Locate every line in the data below that contains the word "front", and copy each of those lines. The match is case-sensitive.

Listed entries:
▼
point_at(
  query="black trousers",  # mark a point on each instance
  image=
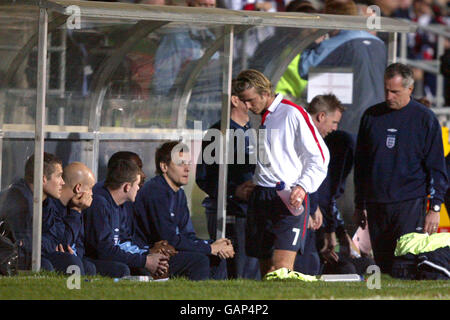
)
(388, 222)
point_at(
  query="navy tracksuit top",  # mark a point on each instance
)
(17, 207)
(73, 235)
(106, 236)
(163, 214)
(399, 155)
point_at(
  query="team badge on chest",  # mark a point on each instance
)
(390, 139)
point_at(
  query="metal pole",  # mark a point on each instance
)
(39, 140)
(439, 77)
(224, 125)
(403, 47)
(392, 48)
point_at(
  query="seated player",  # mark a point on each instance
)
(106, 236)
(162, 213)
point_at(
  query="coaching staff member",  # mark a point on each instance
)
(290, 150)
(399, 160)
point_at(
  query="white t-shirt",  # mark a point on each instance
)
(290, 149)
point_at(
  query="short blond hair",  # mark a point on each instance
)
(251, 78)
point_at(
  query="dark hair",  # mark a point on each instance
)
(120, 172)
(131, 156)
(400, 69)
(50, 160)
(164, 153)
(327, 103)
(125, 155)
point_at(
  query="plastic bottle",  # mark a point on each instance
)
(284, 193)
(135, 278)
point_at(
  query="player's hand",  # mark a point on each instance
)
(431, 222)
(317, 220)
(297, 196)
(81, 201)
(360, 218)
(222, 248)
(164, 248)
(157, 263)
(244, 190)
(328, 251)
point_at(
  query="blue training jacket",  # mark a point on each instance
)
(163, 214)
(17, 208)
(73, 235)
(399, 156)
(105, 233)
(341, 145)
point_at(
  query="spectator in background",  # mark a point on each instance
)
(177, 48)
(399, 161)
(291, 85)
(360, 51)
(422, 45)
(239, 187)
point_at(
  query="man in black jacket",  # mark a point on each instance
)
(399, 161)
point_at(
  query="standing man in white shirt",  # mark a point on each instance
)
(293, 154)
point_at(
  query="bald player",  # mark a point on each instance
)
(76, 196)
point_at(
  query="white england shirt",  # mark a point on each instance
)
(290, 148)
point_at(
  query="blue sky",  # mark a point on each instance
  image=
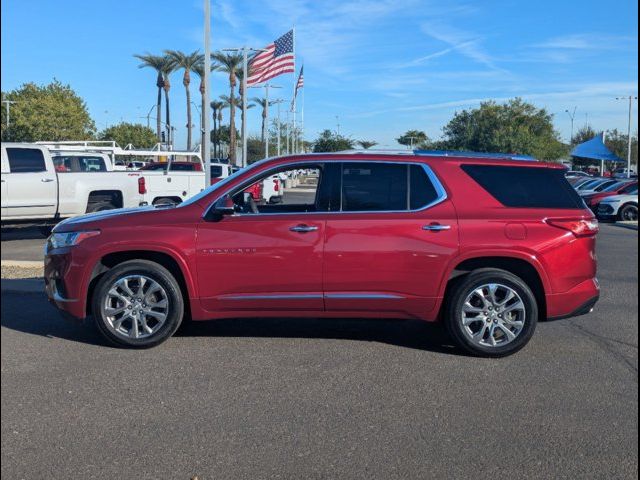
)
(381, 67)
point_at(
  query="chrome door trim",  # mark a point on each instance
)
(363, 295)
(277, 296)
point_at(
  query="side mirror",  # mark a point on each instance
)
(224, 206)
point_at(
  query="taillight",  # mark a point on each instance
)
(580, 227)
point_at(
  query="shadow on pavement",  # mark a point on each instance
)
(30, 312)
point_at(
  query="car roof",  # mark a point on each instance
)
(418, 157)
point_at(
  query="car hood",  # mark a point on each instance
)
(99, 219)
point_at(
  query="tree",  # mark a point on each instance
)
(329, 141)
(230, 63)
(262, 103)
(130, 133)
(414, 139)
(51, 112)
(512, 127)
(366, 144)
(188, 62)
(216, 112)
(157, 62)
(168, 67)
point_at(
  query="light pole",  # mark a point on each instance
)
(8, 104)
(631, 98)
(266, 87)
(206, 141)
(278, 102)
(572, 116)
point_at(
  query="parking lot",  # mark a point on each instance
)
(276, 398)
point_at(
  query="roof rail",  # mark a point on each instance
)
(460, 153)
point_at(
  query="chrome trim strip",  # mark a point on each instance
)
(302, 296)
(354, 296)
(439, 188)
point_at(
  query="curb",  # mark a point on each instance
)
(22, 263)
(22, 285)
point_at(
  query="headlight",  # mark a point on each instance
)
(68, 239)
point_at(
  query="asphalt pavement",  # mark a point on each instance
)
(280, 398)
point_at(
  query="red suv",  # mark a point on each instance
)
(488, 245)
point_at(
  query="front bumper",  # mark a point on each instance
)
(59, 268)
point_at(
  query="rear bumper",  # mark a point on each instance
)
(577, 301)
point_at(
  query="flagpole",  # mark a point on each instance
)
(266, 120)
(245, 74)
(294, 90)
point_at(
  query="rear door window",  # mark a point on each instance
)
(526, 187)
(374, 187)
(26, 160)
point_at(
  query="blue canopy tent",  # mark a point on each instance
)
(595, 149)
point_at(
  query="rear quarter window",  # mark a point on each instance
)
(526, 187)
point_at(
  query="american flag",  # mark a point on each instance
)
(278, 58)
(300, 83)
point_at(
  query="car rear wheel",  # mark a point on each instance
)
(138, 304)
(491, 313)
(629, 213)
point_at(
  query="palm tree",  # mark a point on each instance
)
(157, 62)
(168, 68)
(262, 103)
(366, 144)
(216, 110)
(230, 63)
(188, 62)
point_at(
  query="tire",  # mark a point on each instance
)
(487, 319)
(100, 207)
(118, 328)
(628, 213)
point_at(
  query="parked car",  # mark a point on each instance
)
(590, 185)
(576, 174)
(599, 187)
(619, 207)
(37, 190)
(488, 245)
(623, 173)
(620, 188)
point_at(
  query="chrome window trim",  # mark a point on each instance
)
(435, 181)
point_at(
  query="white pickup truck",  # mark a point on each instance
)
(158, 186)
(35, 191)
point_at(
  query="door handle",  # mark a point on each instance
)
(436, 227)
(303, 228)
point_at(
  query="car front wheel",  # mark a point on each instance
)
(138, 304)
(491, 313)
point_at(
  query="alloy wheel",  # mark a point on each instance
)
(135, 307)
(493, 315)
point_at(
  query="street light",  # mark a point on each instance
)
(631, 98)
(572, 116)
(8, 103)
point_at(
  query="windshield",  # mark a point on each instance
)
(614, 187)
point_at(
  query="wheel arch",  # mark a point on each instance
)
(174, 264)
(526, 268)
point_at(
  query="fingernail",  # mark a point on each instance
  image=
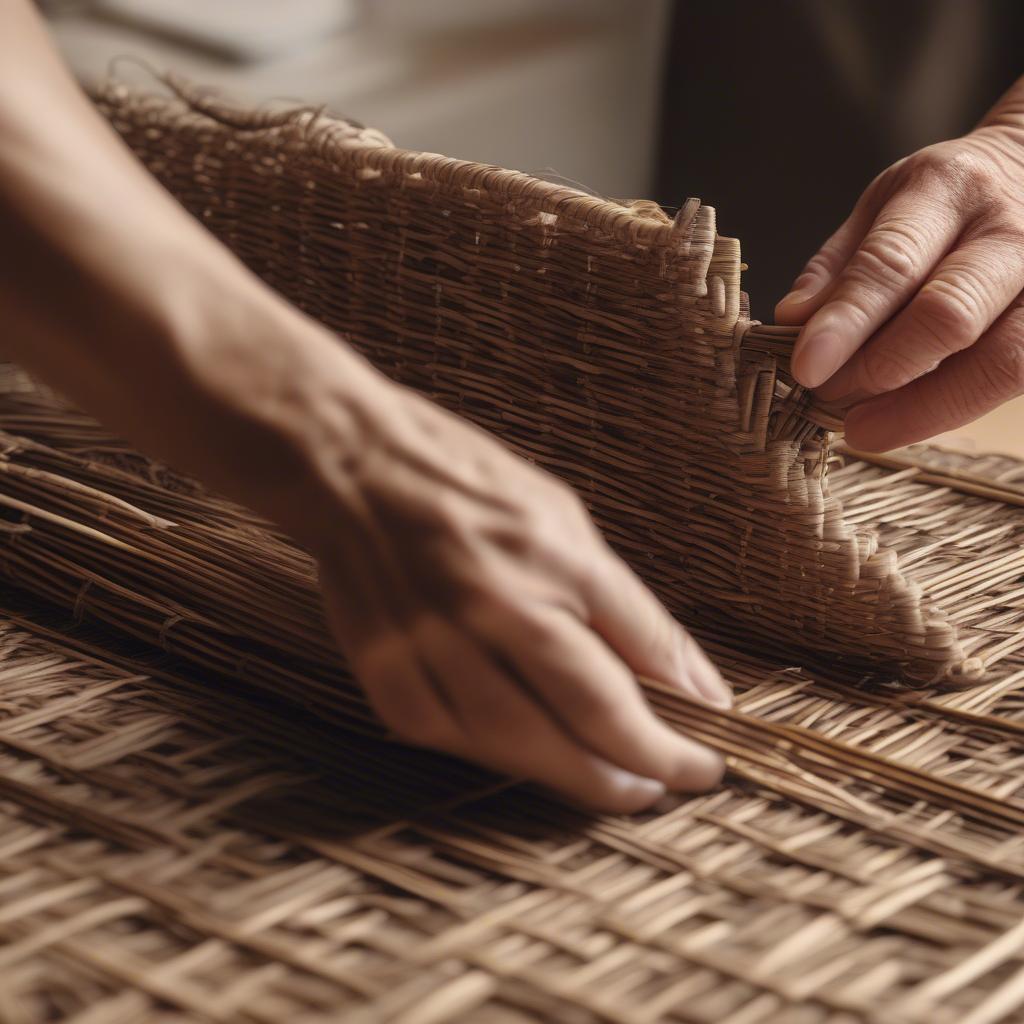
▲
Output below:
  query="front bumper",  # mark a point on each instance
  query="car front wheel",  # mark a point on each instance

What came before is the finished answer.